Show every line in the items below that contains the string "hillside", copying each such line in full. Treat uppercase and lowercase letters as different.
=== Listed records ===
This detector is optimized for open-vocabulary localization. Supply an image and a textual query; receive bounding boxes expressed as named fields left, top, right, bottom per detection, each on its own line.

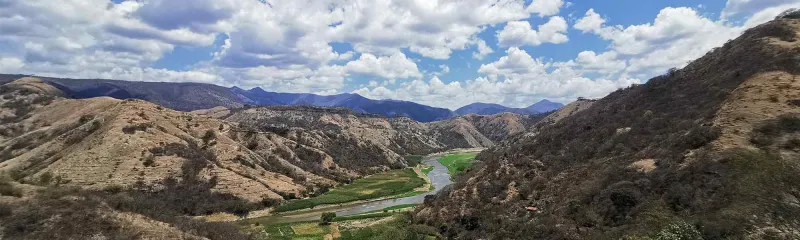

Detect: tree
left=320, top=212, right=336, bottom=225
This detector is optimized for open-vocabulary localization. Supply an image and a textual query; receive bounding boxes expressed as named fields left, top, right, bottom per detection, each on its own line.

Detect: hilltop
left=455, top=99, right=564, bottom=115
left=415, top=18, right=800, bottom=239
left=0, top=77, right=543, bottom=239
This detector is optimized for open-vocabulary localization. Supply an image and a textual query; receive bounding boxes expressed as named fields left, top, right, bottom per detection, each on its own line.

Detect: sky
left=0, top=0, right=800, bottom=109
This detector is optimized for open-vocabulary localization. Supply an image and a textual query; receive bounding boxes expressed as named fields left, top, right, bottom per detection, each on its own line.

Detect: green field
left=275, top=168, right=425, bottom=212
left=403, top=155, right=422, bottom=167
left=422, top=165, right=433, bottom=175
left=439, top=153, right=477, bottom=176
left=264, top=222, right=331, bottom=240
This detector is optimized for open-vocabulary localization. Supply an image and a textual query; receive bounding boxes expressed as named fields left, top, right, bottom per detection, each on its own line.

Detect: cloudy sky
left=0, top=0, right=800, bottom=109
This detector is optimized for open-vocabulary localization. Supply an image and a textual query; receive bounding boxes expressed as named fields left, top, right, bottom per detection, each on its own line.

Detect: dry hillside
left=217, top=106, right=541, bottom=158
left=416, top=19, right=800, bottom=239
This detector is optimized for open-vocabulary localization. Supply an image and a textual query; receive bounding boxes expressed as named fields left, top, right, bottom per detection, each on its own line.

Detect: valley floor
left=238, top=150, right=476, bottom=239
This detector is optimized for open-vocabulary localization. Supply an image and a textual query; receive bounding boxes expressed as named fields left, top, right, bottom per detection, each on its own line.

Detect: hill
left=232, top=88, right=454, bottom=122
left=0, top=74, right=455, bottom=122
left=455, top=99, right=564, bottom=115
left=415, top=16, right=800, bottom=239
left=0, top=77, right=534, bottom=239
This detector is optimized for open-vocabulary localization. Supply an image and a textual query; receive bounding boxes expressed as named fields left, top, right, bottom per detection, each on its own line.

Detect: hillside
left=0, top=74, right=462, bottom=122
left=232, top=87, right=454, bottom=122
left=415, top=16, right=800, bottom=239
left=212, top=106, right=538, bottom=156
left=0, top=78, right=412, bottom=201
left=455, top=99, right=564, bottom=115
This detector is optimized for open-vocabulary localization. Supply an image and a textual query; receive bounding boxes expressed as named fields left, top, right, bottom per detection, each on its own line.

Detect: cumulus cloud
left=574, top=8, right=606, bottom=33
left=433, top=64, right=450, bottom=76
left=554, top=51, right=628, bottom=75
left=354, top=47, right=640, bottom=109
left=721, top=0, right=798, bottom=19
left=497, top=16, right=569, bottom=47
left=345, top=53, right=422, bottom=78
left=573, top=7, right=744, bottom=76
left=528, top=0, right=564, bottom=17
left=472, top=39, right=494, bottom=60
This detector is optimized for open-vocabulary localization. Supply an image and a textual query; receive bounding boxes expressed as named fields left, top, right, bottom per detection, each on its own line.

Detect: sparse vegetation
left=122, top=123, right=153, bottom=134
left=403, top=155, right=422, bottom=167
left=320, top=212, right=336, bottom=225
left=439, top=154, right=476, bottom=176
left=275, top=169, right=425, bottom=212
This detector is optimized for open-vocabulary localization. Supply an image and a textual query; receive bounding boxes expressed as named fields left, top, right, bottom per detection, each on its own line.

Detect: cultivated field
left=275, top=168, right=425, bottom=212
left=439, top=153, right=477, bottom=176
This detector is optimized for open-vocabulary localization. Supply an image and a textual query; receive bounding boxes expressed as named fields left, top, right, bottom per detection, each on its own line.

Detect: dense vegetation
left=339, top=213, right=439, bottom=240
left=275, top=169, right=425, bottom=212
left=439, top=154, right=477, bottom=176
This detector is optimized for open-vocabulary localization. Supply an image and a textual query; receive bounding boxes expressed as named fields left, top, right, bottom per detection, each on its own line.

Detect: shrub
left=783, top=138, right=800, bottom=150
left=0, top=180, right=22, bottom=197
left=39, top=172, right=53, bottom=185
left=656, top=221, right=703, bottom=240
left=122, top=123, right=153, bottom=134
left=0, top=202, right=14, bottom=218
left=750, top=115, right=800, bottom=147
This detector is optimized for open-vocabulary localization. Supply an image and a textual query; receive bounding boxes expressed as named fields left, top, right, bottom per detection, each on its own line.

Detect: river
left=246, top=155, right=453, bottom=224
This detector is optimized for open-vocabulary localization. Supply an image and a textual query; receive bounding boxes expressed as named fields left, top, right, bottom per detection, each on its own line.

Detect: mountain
===
_Task solution_
Detect: dry hillside
Detect: hillside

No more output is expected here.